Written task:
Convert the lines into a Markdown table with the columns No. and Text. Start with the very first line and go on through the line containing "xmin=55 ymin=133 xmax=127 ymax=250", both included. Give each row its number, skip blank lines, and leave the pictures out.

Information given:
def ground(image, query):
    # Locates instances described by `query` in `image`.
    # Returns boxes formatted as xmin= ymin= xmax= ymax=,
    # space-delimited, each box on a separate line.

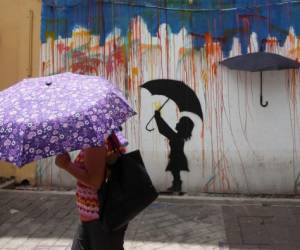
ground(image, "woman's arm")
xmin=55 ymin=146 xmax=106 ymax=189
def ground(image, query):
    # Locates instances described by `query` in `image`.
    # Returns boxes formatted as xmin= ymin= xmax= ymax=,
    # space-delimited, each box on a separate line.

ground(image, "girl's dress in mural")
xmin=154 ymin=111 xmax=194 ymax=192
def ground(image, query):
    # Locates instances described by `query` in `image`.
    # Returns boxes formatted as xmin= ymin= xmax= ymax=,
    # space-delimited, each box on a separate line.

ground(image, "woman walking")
xmin=55 ymin=133 xmax=127 ymax=250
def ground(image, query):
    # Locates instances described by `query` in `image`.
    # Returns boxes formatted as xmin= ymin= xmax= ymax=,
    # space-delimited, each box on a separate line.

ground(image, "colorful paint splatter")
xmin=41 ymin=0 xmax=300 ymax=193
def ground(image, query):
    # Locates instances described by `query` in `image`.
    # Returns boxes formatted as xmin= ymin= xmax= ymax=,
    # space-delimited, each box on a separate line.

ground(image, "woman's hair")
xmin=176 ymin=116 xmax=194 ymax=141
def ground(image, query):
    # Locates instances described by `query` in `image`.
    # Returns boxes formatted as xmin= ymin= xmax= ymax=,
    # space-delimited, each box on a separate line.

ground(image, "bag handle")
xmin=107 ymin=133 xmax=122 ymax=155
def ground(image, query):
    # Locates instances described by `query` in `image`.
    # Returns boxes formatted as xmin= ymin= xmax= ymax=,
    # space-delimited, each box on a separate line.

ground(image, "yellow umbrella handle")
xmin=146 ymin=98 xmax=170 ymax=132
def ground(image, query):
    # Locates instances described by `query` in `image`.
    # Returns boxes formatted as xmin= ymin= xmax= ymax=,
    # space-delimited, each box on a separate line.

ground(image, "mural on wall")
xmin=141 ymin=79 xmax=203 ymax=192
xmin=39 ymin=0 xmax=300 ymax=193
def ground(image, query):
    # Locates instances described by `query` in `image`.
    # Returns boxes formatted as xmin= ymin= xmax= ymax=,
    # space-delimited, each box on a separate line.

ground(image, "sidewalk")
xmin=0 ymin=190 xmax=300 ymax=250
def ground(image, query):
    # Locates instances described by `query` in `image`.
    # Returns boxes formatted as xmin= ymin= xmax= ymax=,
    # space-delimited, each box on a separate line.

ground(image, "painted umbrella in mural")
xmin=221 ymin=52 xmax=300 ymax=107
xmin=141 ymin=79 xmax=203 ymax=131
xmin=0 ymin=73 xmax=135 ymax=167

Task answer:
| No. | Text |
|---|---|
| 1 | def ground(image, query): |
| 2 |     # Locates instances described by `query` in `image`. |
| 3 |     # Returns boxes formatted as xmin= ymin= xmax= ymax=, |
| 4 |     # space-delimited, each box on a separate line. |
| 5 | ground(image, "woman's arm") |
| 6 | xmin=55 ymin=146 xmax=106 ymax=189 |
| 7 | def ground(image, query): |
| 8 |     # Locates instances described by `query` in `image`. |
| 9 |     # Returns boxes formatted as xmin= ymin= xmax= ymax=, |
| 10 |     # space-delimited, each box on a separate line. |
| 11 | ground(image, "girl's dress in mural") |
| 12 | xmin=154 ymin=111 xmax=194 ymax=192 |
| 13 | def ground(image, query): |
| 14 |     # Locates instances described by `query` in `image`. |
| 15 |     # Returns boxes formatted as xmin= ymin= xmax= ymax=, |
| 16 |     # space-delimited, each box on a separate line. |
| 17 | ground(image, "woman walking") |
| 18 | xmin=55 ymin=133 xmax=127 ymax=250 |